张玥:比较政治研究中的城市转向 | 政观编译
文献来源:Yue Zhang, “The Urban Turn in Comparative Politics: Cities as the Anchor of Cross-Nation, Cross-Regime Comparison,” APSA-CP Newsletter, Vol. XXX, Issue 1 (Spring 2020) ,pp.13-20.
作者简介:张玥(Yue Zhang),北京大学国际关系学院本科,普林斯顿大学政治学博士,现为伊利诺伊大学芝加哥分校(University of Illinois at Chicago)政治学系长聘副教授,研究生项目主任,Urban Affairs Review主编。
引言
城市在政治学研究中具有特殊地位,许多经典研究都是关于城市的(Hunter 1953; Banfield 1961; Dahl 1961)。然而,由于大多数研究聚焦的是美国城市,并且研究议题范围日益狭窄,城市政治的发展受到限制,并游离在主流政治学之外。不过这一情况正随着当前同时发生的两大趋势而相应改变。首先,随着比较政治中对次国家行为体研究兴趣的复兴,人们对城市政治的研究投入了更多的关注(Snyder 2001; Sellers 2005, 2019; Gibson 2013; Eaton 2017; Giraudy, Moncada, and Snyder 2019)。其次,全球范围内的城市研究学派正在形成,在比较政治和城市政治两大领域之间搭建了桥梁(McCarney and Stren 2003; Pasotti 2009, 2020; Read 2012; Zhang 2013; Donaghy 2018; Paller 2019)。由此,上述两大趋势表明了比较政治研究中的城市转向。
快速的城市化是当今发展中国家面临的重大挑战之一,因此城市与城市政治值得比较政治学家投入更多的关注。长期以来城市一直是政治与社会议题的焦点,它们的重要性以及相对自主性在去中央集权化和全球化的大潮中得到了极大提升(Post 2018)。除却研究城市和城市政治令人信服的实质性理由外,我认为分析城市层面的政治为学者们提供了一个激动人心的机会去追求跨国和跨政体比较研究的创新,特别是在存在巨大差异的政治体系之间。这一研究方法揭示出,地方状况和多层治理同全国层面的状况一样可以形塑发展结果,从而对比较历史分析与发展研究的创新做出贡献(Mahoney 2015; Duara and Perry 2018)。正如瑞德(Read 2018)指出的那样,跨体系比较具备促进新的、发人深省的理论建构和概念创新的潜力,从而与蒂利(Charles Tilly 1984)声称的“大结构、大过程以及大比较”相呼应。

--- --- ---

• **任务要求**
从上面这篇谈比较政治研究中城市转向的文章里一字不差地引用一段，起于含有“张玥:比较政治研究中的城市转向 | 政观编译”的词句，止于“Chicago)政治学系长聘副教授,研究生项目主任,Urban Affairs Review主编。”。

轮廓标注条目
--- --- ---

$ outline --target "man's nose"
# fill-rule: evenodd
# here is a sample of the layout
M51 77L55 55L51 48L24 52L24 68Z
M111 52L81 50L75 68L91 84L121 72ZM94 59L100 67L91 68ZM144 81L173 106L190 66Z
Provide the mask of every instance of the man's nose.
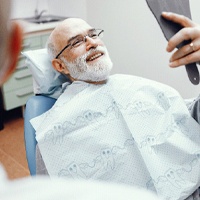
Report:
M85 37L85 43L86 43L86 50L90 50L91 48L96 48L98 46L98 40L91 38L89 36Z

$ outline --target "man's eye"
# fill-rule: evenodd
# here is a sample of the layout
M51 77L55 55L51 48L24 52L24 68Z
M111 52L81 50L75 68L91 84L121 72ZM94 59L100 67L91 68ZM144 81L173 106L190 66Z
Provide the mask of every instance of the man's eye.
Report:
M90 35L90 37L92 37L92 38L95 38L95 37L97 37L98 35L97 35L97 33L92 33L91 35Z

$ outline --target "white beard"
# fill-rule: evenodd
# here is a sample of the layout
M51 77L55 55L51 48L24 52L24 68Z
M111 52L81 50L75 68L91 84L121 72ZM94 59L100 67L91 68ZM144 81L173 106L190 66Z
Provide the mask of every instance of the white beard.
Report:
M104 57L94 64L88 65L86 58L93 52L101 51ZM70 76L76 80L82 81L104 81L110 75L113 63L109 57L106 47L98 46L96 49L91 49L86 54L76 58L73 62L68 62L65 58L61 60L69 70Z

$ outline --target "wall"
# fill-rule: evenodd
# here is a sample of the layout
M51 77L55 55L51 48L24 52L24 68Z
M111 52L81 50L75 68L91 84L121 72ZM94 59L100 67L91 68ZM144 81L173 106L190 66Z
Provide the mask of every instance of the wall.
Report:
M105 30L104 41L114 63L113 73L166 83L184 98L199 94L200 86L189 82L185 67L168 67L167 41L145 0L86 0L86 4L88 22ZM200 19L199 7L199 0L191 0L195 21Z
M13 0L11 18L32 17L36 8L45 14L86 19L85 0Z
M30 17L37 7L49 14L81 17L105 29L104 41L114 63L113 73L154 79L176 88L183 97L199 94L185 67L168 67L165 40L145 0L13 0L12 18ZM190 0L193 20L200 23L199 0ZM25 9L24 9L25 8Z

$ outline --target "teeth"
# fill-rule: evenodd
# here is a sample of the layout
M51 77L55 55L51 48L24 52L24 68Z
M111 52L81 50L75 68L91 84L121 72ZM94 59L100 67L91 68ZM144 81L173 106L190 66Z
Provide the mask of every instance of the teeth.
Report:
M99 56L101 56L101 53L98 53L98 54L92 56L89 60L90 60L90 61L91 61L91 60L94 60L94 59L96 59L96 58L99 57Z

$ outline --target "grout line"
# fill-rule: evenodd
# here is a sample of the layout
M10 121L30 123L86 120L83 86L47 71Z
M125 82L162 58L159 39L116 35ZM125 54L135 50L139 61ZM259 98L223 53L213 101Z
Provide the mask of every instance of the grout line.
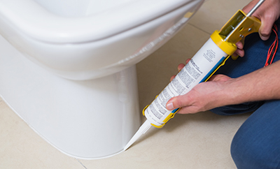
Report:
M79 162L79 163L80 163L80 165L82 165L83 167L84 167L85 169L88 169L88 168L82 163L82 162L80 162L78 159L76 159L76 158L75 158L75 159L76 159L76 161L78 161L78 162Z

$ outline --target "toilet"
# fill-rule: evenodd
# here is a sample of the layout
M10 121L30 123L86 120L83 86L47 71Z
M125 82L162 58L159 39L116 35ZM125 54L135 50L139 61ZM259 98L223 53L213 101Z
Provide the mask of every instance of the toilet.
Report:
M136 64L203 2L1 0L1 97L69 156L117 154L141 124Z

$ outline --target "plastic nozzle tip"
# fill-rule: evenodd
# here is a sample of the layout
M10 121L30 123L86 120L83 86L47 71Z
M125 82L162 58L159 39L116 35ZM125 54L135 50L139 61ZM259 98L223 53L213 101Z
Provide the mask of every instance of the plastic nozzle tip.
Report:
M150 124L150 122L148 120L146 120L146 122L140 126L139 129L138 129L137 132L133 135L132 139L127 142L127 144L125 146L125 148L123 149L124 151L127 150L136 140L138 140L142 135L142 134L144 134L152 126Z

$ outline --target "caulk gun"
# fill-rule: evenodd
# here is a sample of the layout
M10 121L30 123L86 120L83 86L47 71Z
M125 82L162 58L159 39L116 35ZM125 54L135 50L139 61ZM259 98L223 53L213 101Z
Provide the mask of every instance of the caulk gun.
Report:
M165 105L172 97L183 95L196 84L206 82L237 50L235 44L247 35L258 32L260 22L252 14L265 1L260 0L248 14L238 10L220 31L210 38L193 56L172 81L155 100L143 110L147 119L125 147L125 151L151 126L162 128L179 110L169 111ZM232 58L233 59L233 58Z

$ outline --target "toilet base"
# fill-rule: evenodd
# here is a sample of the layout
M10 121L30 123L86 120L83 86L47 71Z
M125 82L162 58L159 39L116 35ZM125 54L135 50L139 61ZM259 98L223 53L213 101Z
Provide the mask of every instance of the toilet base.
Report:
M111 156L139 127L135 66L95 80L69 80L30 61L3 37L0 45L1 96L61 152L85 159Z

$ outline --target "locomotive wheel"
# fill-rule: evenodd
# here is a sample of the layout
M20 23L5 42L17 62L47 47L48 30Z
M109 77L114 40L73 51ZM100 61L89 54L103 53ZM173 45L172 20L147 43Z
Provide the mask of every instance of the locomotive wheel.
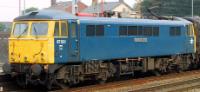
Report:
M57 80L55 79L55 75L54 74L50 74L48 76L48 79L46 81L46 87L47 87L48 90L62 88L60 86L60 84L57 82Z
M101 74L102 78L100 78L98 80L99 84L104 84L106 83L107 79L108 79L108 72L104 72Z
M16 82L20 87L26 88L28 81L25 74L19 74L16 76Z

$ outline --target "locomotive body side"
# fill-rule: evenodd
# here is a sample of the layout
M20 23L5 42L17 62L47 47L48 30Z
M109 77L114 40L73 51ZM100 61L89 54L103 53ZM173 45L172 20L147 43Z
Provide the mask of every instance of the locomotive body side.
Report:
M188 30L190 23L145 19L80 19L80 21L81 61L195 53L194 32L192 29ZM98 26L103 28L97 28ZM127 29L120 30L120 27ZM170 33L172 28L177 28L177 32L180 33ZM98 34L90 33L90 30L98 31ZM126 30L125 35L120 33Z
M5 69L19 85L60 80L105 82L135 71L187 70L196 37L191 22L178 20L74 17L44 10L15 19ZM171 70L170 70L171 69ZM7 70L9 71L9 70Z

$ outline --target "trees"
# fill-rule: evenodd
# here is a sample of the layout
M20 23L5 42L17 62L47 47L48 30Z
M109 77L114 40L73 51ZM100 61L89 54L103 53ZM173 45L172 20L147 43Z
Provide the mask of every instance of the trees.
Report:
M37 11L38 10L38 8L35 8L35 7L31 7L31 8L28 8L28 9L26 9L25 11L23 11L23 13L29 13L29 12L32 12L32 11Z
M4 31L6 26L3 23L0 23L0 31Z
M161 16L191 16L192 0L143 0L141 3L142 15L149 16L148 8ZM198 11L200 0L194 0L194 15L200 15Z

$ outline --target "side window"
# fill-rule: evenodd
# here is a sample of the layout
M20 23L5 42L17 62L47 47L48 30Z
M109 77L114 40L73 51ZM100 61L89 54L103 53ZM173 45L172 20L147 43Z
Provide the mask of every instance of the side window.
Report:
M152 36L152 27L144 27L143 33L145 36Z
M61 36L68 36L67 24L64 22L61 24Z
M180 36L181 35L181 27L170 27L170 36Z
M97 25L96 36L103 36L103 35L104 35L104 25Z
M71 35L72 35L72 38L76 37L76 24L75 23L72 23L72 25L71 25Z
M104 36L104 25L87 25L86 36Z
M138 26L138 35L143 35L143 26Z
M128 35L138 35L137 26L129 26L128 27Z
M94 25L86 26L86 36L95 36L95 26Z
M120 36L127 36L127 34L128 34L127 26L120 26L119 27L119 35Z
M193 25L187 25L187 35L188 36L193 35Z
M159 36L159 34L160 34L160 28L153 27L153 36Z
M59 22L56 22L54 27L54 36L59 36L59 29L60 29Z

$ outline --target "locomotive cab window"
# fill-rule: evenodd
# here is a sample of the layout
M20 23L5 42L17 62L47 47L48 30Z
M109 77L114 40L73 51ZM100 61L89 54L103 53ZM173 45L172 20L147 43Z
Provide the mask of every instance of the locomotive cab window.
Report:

--- --- ---

• **参考解答**
张玥:比较政治研究中的城市转向 | 政观编译
文献来源:Yue Zhang, “The Urban Turn in Comparative Politics: Cities as the Anchor of Cross-Nation, Cross-Regime Comparison,” APSA-CP Newsletter, Vol. XXX, Issue 1 (Spring 2020) ,pp.13-20.
作者简介:张玥(Yue Zhang),北京大学国际关系学院本科,普林斯顿大学政治学博士,现为伊利诺伊大学芝加哥分校(University of Illinois at Chicago)政治学系长聘副教授,研究生项目主任,Urban Affairs Review主编。